Task to complete → Render every line of the data below as a numbered list, skipping blank lines. Omit the pictures from your answer.

(Portion of a data file)
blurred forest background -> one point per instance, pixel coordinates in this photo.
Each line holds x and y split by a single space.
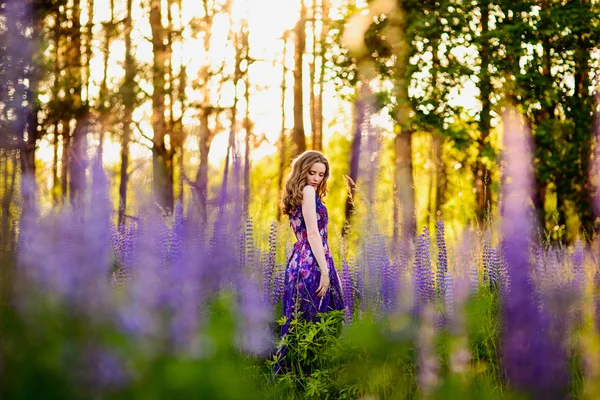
172 91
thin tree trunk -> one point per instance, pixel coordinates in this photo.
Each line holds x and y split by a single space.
403 172
201 183
162 159
312 77
282 149
247 125
55 182
298 138
482 174
77 156
352 178
66 149
322 50
104 110
437 181
128 104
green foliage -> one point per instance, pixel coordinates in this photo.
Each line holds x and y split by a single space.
309 364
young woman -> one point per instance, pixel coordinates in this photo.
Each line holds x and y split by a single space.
311 283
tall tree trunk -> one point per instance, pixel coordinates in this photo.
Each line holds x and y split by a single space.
352 178
282 146
55 182
403 171
231 145
104 109
298 138
584 126
318 128
201 183
438 178
78 154
66 150
57 35
162 157
247 123
128 92
312 67
482 174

Exercise response →
1. blurred forest background -> one point per instance, pixel coordinates in this photo.
2. Each line holds x and y split by a single space.
3. 172 91
4. thin tree trunk -> one point per instance, pixel coordinates in this photo.
5. Each line holds x and y split by a single space.
6. 403 172
7. 201 183
8. 162 159
9. 312 77
10. 282 149
11. 247 125
12. 55 182
13. 298 138
14. 482 174
15. 77 156
16. 352 178
17. 66 149
18. 322 50
19. 104 110
20. 437 181
21. 128 104
22. green foliage -> one point per instance, pixel coordinates in this photo.
23. Each line holds x and y split by a single space.
24. 309 364
25. young woman -> one point per instance, pixel coordinates in this photo.
26. Each line holds x and y split by a single space.
27. 311 283
28. tall tree trunk -> one point per instance, pixel coordinates in this photo.
29. Each line holds x and y split by a single space.
30. 352 178
31. 282 146
32. 55 182
33. 403 171
34. 231 145
35. 104 109
36. 298 138
37. 584 126
38. 318 128
39. 201 183
40. 438 178
41. 78 154
42. 66 150
43. 57 35
44. 162 157
45. 247 123
46. 128 92
47. 312 67
48. 482 174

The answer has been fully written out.